| Exercises to complete |
A) Name the parties to the Indenture, as listed in the Vale notes legal opinion.
B) Pull out every line of the listing that contains the word "handbag".
##### Text excerpt
EX-5.1 3 ex05_1.htm EX-5.1

Rio de Janeiro, June 12, 2023

 

Ladies and Gentlemen:

I am the General Counsel of Vale S.A. (“Vale” or the “Guarantor”), a corporation organized and existing under the laws of the Federative Republic of Brazil (“Brazil”), and have acted as Brazilian counsel of Vale and Vale Overseas Limited, a wholly owned subsidiary of Vale organized and existing under the laws of the Cayman Islands (“Vale Overseas” or the “Company”), in connection with the Company’s offering pursuant to a registration statement on Form F-3 (Nos. 333-271248 and 333-271248-01) (the “Registration Statement”) filed with the United States Securities and Exchange Commission (the “SEC”) of US$1,500,000,000 aggregate principal amount of 6.125% Guaranteed Notes due 2033 (the “Notes”), together with a guarantee of Vale relating to the Notes (the “Guarantee), to be issued under the Amended and Restated Indenture dated as of August 4, 2021 (the Base Indenture), as supplemented by the First Supplemental Indenture thereto dated as of June 12, 2023 (the “First Supplemental Indenture” and, together with the Base Indenture, the Indenture), among the Company, the Guarantor and The Bank of New York Mellon, as trustee. Vale will unconditionally guarantee all of Vale Overseas’ obligations under the Notes pursuant to the Indenture. The Notes and the Guarantee are referred to collectively herein as the “Securities.” All capitalized terms used herein and not otherwise defined shall have the meanings assigned to such terms in the Registration Statement.
##########
##### Extracted data
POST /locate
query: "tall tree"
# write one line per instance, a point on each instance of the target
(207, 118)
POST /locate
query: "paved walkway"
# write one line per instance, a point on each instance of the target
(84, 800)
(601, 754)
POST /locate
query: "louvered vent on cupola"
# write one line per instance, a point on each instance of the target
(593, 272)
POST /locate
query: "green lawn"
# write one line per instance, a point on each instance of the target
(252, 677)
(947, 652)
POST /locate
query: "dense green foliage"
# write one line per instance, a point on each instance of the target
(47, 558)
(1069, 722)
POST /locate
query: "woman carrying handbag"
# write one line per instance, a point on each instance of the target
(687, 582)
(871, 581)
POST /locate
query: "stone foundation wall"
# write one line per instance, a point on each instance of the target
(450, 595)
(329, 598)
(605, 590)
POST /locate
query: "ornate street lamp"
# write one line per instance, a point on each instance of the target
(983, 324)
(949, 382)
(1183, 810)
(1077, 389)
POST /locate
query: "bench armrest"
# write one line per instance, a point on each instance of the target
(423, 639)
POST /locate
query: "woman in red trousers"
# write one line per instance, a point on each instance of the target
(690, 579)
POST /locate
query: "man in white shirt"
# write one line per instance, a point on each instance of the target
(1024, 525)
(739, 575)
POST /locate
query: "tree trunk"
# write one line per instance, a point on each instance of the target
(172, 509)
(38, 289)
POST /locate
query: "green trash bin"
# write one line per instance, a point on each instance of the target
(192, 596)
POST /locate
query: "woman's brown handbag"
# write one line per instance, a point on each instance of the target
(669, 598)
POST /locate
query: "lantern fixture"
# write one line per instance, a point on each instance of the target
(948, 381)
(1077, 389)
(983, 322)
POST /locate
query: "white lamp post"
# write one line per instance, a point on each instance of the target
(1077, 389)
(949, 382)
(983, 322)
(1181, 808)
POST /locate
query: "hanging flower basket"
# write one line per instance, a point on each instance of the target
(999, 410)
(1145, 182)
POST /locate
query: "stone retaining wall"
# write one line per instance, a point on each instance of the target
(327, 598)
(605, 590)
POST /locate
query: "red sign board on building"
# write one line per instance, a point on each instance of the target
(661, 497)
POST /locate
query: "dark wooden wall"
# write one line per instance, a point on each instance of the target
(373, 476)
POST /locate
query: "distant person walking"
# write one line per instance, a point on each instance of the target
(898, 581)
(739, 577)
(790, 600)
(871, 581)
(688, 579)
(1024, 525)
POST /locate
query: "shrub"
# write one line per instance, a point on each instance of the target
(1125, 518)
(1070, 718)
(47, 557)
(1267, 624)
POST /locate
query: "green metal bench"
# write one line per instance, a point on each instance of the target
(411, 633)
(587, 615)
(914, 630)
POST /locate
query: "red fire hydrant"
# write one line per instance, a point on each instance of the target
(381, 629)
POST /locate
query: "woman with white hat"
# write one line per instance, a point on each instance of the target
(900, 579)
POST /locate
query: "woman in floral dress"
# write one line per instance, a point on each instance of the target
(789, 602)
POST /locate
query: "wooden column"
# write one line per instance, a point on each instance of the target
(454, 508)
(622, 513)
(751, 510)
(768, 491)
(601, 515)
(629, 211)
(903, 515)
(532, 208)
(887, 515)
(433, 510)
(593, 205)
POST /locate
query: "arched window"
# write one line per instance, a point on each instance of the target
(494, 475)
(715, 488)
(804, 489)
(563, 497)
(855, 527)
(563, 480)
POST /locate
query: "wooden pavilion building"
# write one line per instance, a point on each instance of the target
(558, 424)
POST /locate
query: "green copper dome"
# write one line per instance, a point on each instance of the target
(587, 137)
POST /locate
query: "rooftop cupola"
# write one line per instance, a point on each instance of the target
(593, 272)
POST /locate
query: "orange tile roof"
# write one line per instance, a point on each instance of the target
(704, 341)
##########
| Results of the exercise |
A)
- Vale Overseas Limited (the Company)
- Vale S.A. (the Guarantor)
- The Bank of New York Mellon, as trustee

B)
query: "woman carrying handbag"
query: "woman's brown handbag"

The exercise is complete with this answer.